» WHAT YOU NEED TO DO
Render the material again word for word, skipping the pictures in it.

================

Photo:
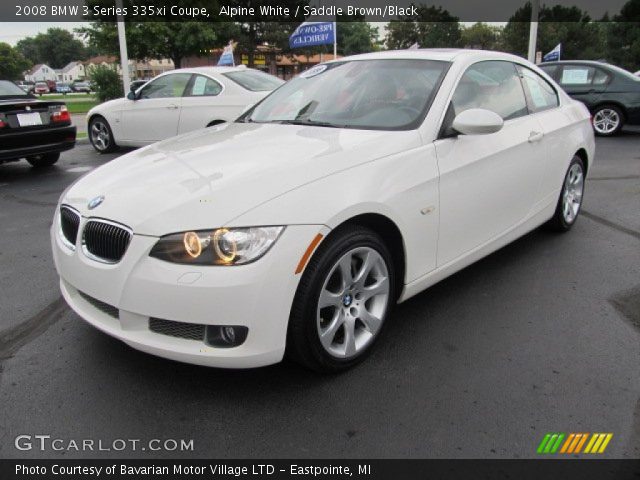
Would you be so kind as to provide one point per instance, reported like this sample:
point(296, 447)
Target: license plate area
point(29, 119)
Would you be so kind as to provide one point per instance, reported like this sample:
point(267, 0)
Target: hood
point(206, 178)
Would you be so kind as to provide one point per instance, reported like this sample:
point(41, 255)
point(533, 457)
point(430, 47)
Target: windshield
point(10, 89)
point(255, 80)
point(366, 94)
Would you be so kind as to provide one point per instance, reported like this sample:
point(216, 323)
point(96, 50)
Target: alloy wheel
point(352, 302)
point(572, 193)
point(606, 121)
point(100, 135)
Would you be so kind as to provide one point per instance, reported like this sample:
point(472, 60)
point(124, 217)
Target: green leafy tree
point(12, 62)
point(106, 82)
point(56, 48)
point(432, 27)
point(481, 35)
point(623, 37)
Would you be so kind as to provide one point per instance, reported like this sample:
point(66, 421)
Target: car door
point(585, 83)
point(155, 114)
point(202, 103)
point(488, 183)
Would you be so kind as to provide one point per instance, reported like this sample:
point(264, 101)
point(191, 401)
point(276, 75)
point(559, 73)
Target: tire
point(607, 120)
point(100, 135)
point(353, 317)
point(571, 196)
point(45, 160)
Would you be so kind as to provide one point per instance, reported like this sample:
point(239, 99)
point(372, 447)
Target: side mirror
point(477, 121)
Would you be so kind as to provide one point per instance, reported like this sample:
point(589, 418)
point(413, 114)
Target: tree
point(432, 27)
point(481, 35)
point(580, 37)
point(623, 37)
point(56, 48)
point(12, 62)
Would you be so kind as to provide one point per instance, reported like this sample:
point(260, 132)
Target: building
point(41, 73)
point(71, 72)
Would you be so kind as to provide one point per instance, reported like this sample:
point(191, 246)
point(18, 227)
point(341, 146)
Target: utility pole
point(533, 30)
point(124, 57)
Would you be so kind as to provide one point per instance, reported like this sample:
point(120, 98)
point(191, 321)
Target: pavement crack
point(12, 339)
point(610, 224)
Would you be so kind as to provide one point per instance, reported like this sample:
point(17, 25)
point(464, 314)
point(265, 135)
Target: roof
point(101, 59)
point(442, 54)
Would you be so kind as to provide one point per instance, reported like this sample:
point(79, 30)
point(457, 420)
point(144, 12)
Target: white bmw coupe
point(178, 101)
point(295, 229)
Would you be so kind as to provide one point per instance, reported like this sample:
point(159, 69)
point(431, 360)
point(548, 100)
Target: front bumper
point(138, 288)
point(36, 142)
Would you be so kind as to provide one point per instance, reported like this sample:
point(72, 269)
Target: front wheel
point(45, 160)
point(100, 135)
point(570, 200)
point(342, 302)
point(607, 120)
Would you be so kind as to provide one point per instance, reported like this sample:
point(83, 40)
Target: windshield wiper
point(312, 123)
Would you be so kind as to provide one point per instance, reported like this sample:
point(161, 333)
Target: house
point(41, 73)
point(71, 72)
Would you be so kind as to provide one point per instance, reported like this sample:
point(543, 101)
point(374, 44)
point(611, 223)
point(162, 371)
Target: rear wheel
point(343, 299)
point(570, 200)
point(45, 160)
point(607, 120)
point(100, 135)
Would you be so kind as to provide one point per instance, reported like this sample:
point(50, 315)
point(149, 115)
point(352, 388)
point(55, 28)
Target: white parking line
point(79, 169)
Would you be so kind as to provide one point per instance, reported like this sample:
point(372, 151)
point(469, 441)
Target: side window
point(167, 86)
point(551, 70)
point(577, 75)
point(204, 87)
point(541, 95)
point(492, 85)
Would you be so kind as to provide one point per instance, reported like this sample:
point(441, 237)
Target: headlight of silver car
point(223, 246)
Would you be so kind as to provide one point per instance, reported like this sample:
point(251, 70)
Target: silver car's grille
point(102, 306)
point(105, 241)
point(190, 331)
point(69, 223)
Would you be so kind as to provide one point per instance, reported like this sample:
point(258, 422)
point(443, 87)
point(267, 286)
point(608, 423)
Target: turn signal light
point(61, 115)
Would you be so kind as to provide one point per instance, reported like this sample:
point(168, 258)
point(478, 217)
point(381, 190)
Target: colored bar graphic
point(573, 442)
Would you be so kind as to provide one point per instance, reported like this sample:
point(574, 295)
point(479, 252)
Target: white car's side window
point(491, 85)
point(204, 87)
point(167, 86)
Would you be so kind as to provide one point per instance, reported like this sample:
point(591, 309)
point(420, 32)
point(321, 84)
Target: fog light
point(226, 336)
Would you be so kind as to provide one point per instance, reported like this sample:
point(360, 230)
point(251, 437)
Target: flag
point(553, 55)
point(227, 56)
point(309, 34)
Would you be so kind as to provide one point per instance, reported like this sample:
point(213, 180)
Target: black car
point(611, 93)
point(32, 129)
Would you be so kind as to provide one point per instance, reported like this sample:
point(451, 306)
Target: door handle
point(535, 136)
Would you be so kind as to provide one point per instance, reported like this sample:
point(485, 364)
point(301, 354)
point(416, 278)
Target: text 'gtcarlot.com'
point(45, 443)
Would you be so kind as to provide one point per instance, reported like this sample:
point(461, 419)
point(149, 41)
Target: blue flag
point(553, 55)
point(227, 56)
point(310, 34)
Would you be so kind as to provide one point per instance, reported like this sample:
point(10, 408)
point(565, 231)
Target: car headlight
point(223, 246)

================

» OUTPUT OF THE EXERCISE
Photo:
Would you be so kind as to provide one point per instance, reported like this sample:
point(296, 447)
Target: license plate area
point(29, 119)
Would you be so kind as to provide one point per instance, reported like this sample:
point(267, 0)
Target: hood
point(206, 178)
Would you be so kind as to provide one point per instance, reported like this sample:
point(41, 255)
point(533, 457)
point(430, 47)
Target: windshield
point(10, 89)
point(255, 80)
point(366, 94)
Would you be so kind as to provide one point per instance, reported like this sample:
point(216, 323)
point(96, 50)
Target: alloy wheel
point(352, 302)
point(572, 193)
point(606, 121)
point(100, 135)
Would you be so kind as to provide one point per instance, reported like this sample:
point(472, 60)
point(124, 217)
Target: green leafy tree
point(12, 62)
point(106, 82)
point(56, 48)
point(432, 27)
point(481, 35)
point(623, 37)
Would you be so kind as to provide one point per instance, reported like this sample:
point(66, 421)
Target: car door
point(585, 83)
point(155, 114)
point(202, 103)
point(488, 183)
Would you be so kind as to provide one point per instance, reported like this sample:
point(264, 101)
point(191, 401)
point(276, 75)
point(559, 73)
Target: tire
point(607, 120)
point(100, 135)
point(353, 317)
point(571, 196)
point(45, 160)
Would you be so kind as to provide one point per instance, reported like this sample:
point(239, 99)
point(372, 447)
Target: side mirror
point(477, 121)
Would you be so kind as to provide one point per instance, reported like this sample:
point(589, 418)
point(413, 114)
Target: tree
point(432, 27)
point(481, 35)
point(580, 37)
point(623, 37)
point(56, 48)
point(12, 62)
Would you be so kind as to provide one point per instance, reported like this sample:
point(260, 132)
Target: building
point(41, 73)
point(71, 72)
Would you be so kind as to provide one point per instance, reported like this sample:
point(191, 246)
point(18, 227)
point(341, 146)
Target: utility pole
point(533, 30)
point(124, 57)
Would you be so kind as to provide one point per instance, reported like this sample:
point(120, 98)
point(191, 321)
Target: pavement crack
point(12, 339)
point(610, 224)
Would you be so kind as to provide one point per instance, reported like this sample:
point(17, 25)
point(464, 314)
point(265, 135)
Target: roof
point(101, 59)
point(442, 54)
Would you be so kind as to provide one point per instance, reported like this sample:
point(79, 30)
point(457, 420)
point(144, 12)
Target: white bmw coupe
point(178, 101)
point(295, 229)
Would you be so kind as to provide one point per instance, reported like this sample:
point(159, 69)
point(431, 360)
point(548, 100)
Target: front bumper
point(138, 288)
point(36, 142)
Would you be so kind as to provide one point per instance, reported like this sample:
point(72, 269)
Target: front wheel
point(45, 160)
point(100, 135)
point(570, 200)
point(342, 302)
point(607, 120)
Would you be so kind as to provide one point per instance, reported like this sample:
point(83, 40)
Target: windshield wiper
point(312, 123)
Would you be so kind as to provide one point per instance, reported like this sample:
point(161, 333)
Target: house
point(41, 73)
point(71, 72)
Would you be so kind as to provide one point per instance, reported like this sample:
point(543, 101)
point(374, 44)
point(611, 223)
point(162, 371)
Target: rear wheel
point(343, 299)
point(570, 200)
point(45, 160)
point(607, 120)
point(100, 135)
Would you be so kind as to provide one point per instance, reported like this sample:
point(50, 315)
point(149, 115)
point(352, 388)
point(55, 28)
Target: white parking line
point(79, 169)
Would you be so kind as to provide one point per instance, reported like this sample:
point(372, 151)
point(469, 441)
Target: side window
point(167, 86)
point(551, 70)
point(577, 75)
point(204, 87)
point(541, 95)
point(492, 85)
Would you be so kind as to provide one point per instance, reported like this sample:
point(441, 237)
Target: headlight of silver car
point(223, 246)
Would you be so kind as to provide one point per instance, reported like this sample:
point(251, 70)
Target: silver car's grille
point(102, 306)
point(105, 241)
point(190, 331)
point(69, 223)
Would you be so kind as to provide one point per instance, reported like this sample:
point(258, 422)
point(443, 87)
point(267, 286)
point(608, 423)
Target: turn signal light
point(61, 115)
Would you be so kind as to provide one point per instance, reported like this sample:
point(168, 258)
point(478, 217)
point(381, 190)
Target: colored bar graphic
point(573, 442)
Would you be so kind as to provide one point per instance, reported like this sample:
point(574, 295)
point(479, 252)
Target: white car's side window
point(491, 85)
point(204, 87)
point(167, 86)
Would you be so kind as to provide one point per instance, reported like this sample:
point(591, 309)
point(420, 32)
point(321, 84)
Target: fog light
point(226, 336)
Would you be so kind as to provide one point per instance, reported like this sample:
point(360, 230)
point(251, 437)
Target: flag
point(553, 55)
point(227, 56)
point(309, 34)
Would you be so kind as to provide one point per instance, reported like this sample:
point(213, 180)
Target: black car
point(611, 93)
point(32, 129)
Would you be so kind as to provide one point per instance, reported like this sample:
point(451, 306)
Target: door handle
point(535, 136)
Would you be so kind as to provide one point per instance, reported like this sample:
point(485, 364)
point(301, 354)
point(416, 278)
Target: text 'gtcarlot.com'
point(45, 443)
Would you be so kind as to provide one point per instance, reported like this sample:
point(461, 419)
point(149, 41)
Target: blue flag
point(553, 55)
point(227, 56)
point(310, 34)
Would you be so kind as to provide one point per instance, reported like this sample:
point(10, 408)
point(565, 231)
Target: car headlight
point(223, 246)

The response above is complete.